• _Actividad_: ¿Qué le regaló al monarca el vicepresidente Iglesias, según el fragmento del documento?

• _Fragmento del documento_:
────────────────
De series y cuentos en tiempo de coronavirus
No sería de extrañar que el vicepresidente, entretenido con las oscuras cuentas de su partido, y el culebrón de la tarjeta móvil, planee como Franco su guión cinematográfico.
He leído, durante este aciago agosto marcado por la incertidumbre de la pandemia, acerca de la irresistible afición del vicepresidente Iglesias por las series de pago. Supimos de aquella payasada en la que se presentó con un ejemplar de Juego de tronos como extravagante e inoportuno regalo al monarca cuando apenas soñaba con asaltar los cielos desde su pisito proletario.
Instalado hoy en Galapagar, protegido por más efectivos de su denostada Guardia Civil de los que hubieran resultado necesarios para hacer correr a sus correligionarios en cualquiera de sus cobardes llamamientos al jarabe democrático que tanto ahora le molesta en carne propia, se ha permitido el lujo de comentar su avidez serial.
────────────────
• _Datos de entrada_:
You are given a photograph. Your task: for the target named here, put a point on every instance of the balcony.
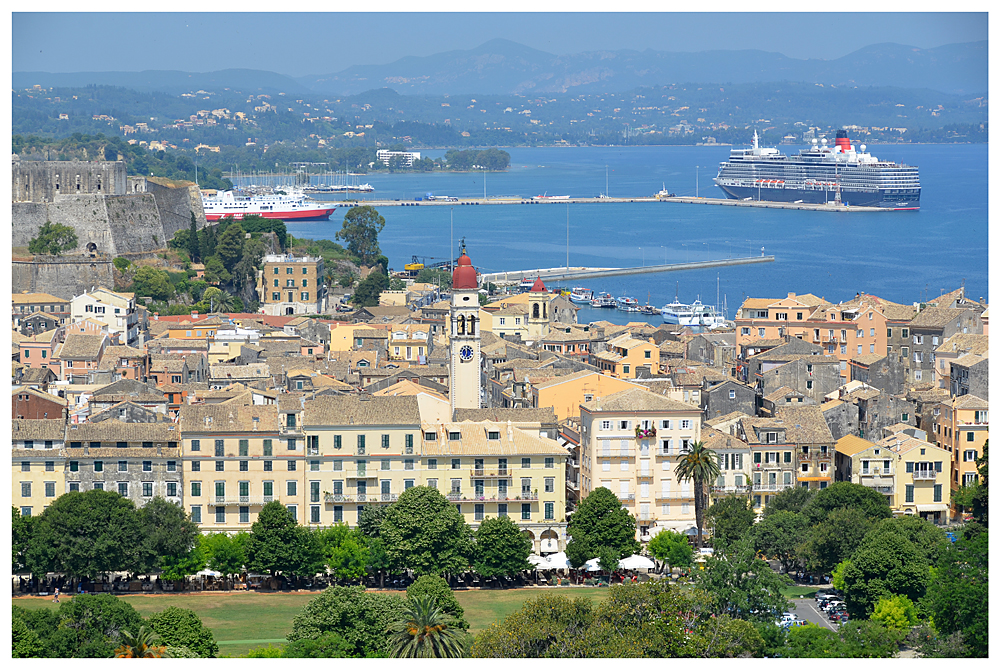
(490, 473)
────────────────
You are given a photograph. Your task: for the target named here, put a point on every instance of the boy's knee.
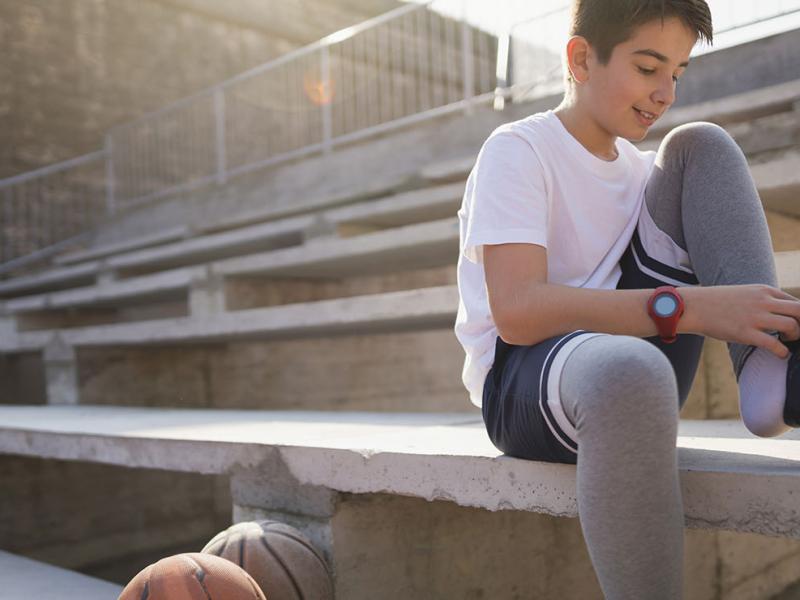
────────────────
• _Solución_: Un ejemplar de Juego de tronos.